**Rows:**

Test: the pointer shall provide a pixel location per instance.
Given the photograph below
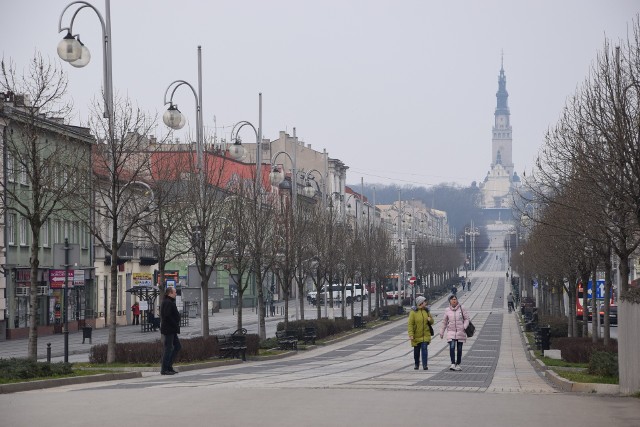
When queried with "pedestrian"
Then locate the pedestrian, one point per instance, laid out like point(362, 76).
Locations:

**Challenge:** Rewrite the records, changing "instance" to "object" wherever it occurs and leaving everything else as it is. Omit the pictures from your answer.

**Response:**
Test: the pointer shall provide a pixel location per object.
Given the photograph below
When queried with "pedestrian"
Then locate the pedestrian, one point per object, laid out like point(362, 76).
Locations:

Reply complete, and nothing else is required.